* How to complete this task
Word for word, return the lines from the start of the entries below through the line that has "Could you kindly pick out the dark".

* Given data
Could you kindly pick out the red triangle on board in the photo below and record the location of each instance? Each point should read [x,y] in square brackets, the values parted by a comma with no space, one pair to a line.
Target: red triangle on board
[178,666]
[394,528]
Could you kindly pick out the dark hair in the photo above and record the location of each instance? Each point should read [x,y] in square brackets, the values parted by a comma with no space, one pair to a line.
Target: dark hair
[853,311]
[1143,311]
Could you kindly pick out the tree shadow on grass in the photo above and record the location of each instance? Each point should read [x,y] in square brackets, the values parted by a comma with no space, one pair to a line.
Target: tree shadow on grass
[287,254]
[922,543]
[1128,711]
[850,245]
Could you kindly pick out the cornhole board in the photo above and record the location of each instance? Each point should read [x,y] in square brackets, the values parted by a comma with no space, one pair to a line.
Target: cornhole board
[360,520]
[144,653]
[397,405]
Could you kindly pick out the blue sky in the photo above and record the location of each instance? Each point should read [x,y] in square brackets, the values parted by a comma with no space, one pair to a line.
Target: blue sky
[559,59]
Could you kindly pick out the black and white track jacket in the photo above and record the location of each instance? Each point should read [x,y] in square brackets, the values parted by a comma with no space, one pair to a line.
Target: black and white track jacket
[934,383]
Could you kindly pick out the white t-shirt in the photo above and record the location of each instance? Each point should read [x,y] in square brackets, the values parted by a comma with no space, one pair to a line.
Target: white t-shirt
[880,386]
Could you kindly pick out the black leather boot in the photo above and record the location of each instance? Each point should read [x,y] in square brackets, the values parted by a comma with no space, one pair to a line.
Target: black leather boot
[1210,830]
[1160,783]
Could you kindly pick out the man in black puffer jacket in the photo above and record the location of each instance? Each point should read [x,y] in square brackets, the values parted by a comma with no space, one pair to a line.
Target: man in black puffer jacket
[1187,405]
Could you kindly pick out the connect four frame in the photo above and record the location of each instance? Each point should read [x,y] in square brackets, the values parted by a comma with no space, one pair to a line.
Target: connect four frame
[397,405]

* Answer below
Could you kindly pick out the red triangle on board in the photo below and record the location of each instance? Each point should read [x,y] in square brackets, the values parted by a comma with no space, one pair to a line.
Target: red triangle on board
[178,666]
[394,528]
Could you kindly pick out the dark hair in the photo above and record the location of each instance? Each point should read [x,y] in square brackets, the values parted by a comma with no space, one pair to a line.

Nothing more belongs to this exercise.